== Görev A ==
Girdilerde "For every instance of the shadow" içeren satırla açılıp "[1157, 708]" içeren satırla kapanan kısmı, "shadow on lawn" ifadesini "shadow on grass" ile değiştirerek güncelle ve bu satırları yeniden yaz. Başka hiçbir şeyi değiştirme.

Kayseri’de Suriyelilere yönelik ırkçı saldırıya tepki gösteren DEM Parti Grup Başkanvekili Temelli, ‘Hem iktidar hem muhalefet partilerinin nefret söylemleri linç saldırıları olarak karşımıza çıkıyor’ diyerek mülteci sorunlarını yaratanın Türkiye’nin politikaları olduğunu söyledi
Halkların Eşitlik ve Demokrasi Partisi (DEM Parti) Meclis Grup Başkanvekili Sezai Temelli, Meclis’te düzenlediği basın toplantısında gündemdeki gelişmeleri değerlendirdi.

(Adlandırılmış nesne işaretleme girdileri)

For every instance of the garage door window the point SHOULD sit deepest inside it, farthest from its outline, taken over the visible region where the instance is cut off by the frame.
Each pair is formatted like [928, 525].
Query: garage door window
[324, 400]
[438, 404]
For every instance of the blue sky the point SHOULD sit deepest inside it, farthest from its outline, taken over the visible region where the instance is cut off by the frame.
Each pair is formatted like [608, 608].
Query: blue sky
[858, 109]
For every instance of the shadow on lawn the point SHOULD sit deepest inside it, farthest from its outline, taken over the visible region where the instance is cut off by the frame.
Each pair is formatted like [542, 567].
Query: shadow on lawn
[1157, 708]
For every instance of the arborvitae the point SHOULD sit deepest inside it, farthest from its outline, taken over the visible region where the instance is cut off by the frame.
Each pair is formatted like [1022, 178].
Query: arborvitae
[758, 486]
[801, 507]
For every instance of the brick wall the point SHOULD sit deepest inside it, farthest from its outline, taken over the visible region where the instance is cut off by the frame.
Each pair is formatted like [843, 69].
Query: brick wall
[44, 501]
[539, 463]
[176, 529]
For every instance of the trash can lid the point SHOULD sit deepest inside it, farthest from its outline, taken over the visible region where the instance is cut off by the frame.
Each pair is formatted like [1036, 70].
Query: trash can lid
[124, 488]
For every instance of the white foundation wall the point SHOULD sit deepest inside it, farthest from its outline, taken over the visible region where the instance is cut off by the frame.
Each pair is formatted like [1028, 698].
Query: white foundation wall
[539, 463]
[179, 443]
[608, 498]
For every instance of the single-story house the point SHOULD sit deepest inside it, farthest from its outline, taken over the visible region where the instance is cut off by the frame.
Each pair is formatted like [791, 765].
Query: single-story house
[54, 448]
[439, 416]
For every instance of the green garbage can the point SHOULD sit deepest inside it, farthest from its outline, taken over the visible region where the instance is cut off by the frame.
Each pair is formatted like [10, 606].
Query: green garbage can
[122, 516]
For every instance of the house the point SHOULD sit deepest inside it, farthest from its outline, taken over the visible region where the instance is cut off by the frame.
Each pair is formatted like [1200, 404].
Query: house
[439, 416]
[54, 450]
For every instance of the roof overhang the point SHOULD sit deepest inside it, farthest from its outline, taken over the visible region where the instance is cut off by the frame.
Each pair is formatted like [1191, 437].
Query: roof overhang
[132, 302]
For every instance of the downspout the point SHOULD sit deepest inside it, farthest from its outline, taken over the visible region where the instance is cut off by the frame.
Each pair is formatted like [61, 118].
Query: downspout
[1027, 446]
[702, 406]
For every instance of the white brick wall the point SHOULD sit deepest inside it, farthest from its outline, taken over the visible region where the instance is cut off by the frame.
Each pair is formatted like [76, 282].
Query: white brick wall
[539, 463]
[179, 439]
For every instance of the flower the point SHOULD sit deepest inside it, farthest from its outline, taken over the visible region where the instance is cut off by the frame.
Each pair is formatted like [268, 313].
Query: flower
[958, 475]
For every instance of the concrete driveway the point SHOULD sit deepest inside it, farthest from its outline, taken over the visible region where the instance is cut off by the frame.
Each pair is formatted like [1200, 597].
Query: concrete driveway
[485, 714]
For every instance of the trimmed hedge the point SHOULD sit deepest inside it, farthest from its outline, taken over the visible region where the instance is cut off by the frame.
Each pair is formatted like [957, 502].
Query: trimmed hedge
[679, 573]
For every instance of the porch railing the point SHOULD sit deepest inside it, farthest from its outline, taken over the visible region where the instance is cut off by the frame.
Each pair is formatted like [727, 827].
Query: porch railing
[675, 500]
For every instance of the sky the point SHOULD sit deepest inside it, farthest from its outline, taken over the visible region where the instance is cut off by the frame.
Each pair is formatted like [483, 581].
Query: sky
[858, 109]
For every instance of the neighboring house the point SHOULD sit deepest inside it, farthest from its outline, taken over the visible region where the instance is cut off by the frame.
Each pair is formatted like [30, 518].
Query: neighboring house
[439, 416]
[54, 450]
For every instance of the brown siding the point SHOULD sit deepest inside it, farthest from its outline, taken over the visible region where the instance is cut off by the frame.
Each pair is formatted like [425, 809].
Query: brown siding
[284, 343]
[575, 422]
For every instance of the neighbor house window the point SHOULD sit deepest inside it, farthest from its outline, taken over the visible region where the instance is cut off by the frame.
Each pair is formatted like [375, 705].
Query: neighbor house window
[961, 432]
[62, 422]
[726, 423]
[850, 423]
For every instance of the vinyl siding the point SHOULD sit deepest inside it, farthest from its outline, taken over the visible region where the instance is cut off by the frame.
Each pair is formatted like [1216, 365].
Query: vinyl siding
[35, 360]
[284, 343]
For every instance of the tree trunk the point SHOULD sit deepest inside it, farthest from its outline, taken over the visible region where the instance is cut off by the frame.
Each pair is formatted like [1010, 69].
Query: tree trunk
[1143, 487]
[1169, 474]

== Görev B ==
Sezai Temelli'nin Meclis'teki basın toplantısını anlatan haberi, son cümlesinden sonra sürdür.

== Yazılı yanıt A ==
For every instance of the shadow on grass the point SHOULD sit deepest inside it, farthest from its outline, taken over the visible region where the instance is cut off by the frame.
Each pair is formatted like [542, 567].
Query: shadow on grass
[1157, 708]

== Yazılı yanıt B ==
Dün akşam Kayseri’de Suriyelilere yönelik ırkçı saldırıya dikkat çeken Temelli, ev ve iş yerlerinin yakıldığını anımsattı. İnsanların hayatlarına kastedildiğini belirten Temelli, “Tabiki bir olay karşısında tepki verilebilir ama buradaki tepki kabul edilemez bir ırkçı kalkışmadır. Biz bunu tarihte çok defa yaşadık. Bir kez daha buna cüret edenleri kınıyorum. Bu olayın arkasında yatan anlayışın da aslında ırkçı faşist bir anlayış olduğunu çok iyi biliyoruz. Özellikle hem iktidar hem de muhalefet partileri uzun süredir mültecilere yönelik bir ırkçı söylemi sürekli dile getirmektedir. Bunun sonucunda da toplumda bu tür infaaler ortaya çıkmaktadır” dedi.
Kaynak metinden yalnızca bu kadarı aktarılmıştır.